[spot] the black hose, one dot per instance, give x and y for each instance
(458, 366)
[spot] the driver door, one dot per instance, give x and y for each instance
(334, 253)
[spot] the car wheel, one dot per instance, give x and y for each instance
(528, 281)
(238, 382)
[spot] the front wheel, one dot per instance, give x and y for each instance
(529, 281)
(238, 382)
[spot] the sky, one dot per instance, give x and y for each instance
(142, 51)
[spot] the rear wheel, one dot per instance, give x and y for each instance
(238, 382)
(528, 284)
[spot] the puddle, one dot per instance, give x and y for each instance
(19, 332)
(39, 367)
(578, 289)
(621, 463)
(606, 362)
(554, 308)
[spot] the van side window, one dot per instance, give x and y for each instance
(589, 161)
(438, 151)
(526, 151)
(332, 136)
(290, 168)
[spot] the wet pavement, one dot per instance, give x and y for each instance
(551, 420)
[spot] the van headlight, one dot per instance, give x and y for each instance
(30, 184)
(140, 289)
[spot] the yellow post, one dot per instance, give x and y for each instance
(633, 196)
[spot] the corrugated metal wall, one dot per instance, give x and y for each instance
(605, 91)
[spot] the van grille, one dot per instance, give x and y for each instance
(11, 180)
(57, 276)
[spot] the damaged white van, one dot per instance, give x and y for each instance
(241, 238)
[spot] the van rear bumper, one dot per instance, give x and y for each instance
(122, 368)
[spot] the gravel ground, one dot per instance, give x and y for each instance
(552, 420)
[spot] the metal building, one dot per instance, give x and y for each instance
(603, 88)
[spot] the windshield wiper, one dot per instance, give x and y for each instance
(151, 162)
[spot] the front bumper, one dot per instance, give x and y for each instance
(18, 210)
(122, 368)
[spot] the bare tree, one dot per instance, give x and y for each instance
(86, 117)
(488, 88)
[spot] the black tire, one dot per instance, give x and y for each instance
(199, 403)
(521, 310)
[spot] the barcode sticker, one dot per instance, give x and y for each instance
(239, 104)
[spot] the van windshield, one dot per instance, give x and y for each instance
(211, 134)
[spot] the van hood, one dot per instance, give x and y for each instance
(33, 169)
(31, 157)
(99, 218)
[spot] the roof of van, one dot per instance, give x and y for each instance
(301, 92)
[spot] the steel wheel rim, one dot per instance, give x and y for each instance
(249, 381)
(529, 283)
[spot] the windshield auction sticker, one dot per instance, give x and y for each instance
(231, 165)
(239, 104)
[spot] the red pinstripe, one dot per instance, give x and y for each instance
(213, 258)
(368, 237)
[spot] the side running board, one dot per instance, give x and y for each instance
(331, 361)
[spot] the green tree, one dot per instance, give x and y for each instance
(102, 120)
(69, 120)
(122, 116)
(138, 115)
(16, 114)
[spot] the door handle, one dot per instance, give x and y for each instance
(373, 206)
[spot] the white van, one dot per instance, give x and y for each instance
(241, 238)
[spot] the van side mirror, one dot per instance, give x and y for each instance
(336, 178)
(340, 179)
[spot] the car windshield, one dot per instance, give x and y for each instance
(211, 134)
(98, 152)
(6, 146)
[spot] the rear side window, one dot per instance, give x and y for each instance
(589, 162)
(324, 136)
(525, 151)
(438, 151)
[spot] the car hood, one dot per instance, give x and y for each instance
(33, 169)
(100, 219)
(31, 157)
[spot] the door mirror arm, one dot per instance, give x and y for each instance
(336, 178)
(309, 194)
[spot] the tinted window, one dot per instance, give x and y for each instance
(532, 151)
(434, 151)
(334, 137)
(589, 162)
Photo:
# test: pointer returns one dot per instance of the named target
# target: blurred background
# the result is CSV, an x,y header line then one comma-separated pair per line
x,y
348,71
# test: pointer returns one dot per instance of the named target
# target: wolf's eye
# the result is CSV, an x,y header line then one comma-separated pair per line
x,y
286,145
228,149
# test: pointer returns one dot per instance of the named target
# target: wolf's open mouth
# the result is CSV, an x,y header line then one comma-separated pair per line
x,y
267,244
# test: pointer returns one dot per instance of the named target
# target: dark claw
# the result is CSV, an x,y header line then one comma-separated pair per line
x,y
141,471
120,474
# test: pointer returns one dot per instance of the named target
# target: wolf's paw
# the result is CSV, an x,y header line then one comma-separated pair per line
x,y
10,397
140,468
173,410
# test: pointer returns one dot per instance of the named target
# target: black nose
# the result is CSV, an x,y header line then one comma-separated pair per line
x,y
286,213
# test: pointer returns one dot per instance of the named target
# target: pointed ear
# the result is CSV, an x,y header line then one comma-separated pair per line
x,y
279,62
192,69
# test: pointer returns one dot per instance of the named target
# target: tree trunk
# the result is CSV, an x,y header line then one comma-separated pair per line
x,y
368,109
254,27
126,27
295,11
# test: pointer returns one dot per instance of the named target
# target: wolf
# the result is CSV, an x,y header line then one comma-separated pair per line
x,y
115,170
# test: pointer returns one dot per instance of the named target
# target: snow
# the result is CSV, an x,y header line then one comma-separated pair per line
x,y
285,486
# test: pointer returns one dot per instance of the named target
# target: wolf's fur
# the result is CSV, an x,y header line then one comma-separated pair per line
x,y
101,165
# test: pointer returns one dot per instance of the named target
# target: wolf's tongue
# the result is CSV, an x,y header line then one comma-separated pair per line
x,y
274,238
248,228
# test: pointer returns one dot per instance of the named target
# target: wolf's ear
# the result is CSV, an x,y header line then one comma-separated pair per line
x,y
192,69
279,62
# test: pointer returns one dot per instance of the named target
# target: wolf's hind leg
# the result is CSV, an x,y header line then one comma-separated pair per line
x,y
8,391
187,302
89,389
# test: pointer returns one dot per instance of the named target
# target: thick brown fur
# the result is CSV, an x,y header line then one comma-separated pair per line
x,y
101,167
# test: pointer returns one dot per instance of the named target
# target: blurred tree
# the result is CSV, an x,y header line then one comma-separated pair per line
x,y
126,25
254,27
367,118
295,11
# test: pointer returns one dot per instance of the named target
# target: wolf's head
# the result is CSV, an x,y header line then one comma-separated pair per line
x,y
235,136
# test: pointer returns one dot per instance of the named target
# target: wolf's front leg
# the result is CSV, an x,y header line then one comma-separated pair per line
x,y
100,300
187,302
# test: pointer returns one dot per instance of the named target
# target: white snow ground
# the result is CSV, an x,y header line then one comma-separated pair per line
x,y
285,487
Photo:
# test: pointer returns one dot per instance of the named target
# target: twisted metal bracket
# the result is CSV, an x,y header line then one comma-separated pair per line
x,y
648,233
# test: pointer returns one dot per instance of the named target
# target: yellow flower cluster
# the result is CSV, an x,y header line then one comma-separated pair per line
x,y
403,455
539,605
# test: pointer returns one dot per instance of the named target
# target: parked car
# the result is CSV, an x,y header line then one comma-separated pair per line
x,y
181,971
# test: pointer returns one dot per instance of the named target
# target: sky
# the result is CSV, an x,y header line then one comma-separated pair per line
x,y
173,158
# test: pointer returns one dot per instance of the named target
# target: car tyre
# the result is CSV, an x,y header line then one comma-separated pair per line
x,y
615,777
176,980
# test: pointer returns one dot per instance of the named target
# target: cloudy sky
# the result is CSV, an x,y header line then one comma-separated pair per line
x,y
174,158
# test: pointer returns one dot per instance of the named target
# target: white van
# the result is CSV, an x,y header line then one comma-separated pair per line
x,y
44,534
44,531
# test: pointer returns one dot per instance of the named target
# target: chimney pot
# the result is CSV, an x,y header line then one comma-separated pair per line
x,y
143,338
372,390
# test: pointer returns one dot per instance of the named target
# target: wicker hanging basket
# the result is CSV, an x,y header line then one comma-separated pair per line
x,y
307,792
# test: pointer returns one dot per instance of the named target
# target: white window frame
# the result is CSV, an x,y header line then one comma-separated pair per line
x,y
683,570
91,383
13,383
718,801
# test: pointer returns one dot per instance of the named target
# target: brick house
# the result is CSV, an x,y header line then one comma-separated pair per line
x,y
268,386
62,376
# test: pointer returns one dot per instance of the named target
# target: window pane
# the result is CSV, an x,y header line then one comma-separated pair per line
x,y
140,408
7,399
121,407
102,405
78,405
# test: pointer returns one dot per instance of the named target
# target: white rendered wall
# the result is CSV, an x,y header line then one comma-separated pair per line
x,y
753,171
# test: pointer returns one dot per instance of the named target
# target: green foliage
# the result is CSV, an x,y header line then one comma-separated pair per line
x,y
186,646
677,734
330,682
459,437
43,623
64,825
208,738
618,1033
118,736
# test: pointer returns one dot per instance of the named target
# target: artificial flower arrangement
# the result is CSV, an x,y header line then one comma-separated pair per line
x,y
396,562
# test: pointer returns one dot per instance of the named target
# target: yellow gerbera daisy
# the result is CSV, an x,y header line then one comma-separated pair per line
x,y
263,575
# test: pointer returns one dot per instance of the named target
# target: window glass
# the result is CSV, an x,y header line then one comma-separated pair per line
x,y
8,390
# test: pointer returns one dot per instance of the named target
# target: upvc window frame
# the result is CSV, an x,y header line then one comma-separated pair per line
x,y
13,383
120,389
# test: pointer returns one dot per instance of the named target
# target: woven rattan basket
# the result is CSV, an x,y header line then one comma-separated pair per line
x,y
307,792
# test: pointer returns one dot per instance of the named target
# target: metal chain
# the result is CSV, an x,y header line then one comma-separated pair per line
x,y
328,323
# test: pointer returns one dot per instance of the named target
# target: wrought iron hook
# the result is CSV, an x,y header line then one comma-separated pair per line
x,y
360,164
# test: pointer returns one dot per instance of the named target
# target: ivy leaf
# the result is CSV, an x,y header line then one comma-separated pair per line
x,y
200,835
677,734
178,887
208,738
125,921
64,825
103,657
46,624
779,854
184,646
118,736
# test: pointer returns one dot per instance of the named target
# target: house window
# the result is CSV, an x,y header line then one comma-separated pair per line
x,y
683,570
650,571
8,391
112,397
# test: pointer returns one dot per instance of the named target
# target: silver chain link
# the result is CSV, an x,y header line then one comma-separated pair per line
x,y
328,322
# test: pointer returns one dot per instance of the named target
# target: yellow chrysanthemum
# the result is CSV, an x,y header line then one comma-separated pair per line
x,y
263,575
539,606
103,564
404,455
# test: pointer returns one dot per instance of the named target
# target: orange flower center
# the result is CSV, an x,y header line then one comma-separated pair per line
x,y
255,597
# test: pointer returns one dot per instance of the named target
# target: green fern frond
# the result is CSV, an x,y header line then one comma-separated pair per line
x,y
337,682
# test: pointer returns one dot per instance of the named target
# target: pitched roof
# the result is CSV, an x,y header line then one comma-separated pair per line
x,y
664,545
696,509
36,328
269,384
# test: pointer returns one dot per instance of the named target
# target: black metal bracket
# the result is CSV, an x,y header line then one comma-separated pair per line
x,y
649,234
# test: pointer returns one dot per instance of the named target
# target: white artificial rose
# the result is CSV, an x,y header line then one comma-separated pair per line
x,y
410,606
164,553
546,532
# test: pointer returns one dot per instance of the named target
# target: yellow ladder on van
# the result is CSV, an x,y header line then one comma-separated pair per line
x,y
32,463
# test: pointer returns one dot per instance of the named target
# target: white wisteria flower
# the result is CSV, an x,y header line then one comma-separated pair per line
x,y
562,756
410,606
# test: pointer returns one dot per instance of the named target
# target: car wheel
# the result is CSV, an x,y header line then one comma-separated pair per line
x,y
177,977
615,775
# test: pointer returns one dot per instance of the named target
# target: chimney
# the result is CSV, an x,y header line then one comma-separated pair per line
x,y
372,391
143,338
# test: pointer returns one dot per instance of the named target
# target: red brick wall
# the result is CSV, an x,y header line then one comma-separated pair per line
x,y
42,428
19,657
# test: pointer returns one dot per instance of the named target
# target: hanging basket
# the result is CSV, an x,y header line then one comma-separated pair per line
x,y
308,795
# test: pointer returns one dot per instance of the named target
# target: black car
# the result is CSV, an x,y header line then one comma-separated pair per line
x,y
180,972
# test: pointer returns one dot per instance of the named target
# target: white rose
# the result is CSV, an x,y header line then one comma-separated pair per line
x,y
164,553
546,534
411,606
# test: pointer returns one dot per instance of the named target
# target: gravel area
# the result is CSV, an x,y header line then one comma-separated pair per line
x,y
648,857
____________
◆ Task details: Above are the records; copy exactly the lines from the line with "# target: chimney pot" through the line with "# target: wicker hanging basket", both included.

◆ Output for this exercise:
# target: chimney pot
# the result is CSV, an x,y header line then one comma-separated pair per line
x,y
143,338
372,390
# test: pointer returns one dot per instance of the named target
# target: wicker hanging basket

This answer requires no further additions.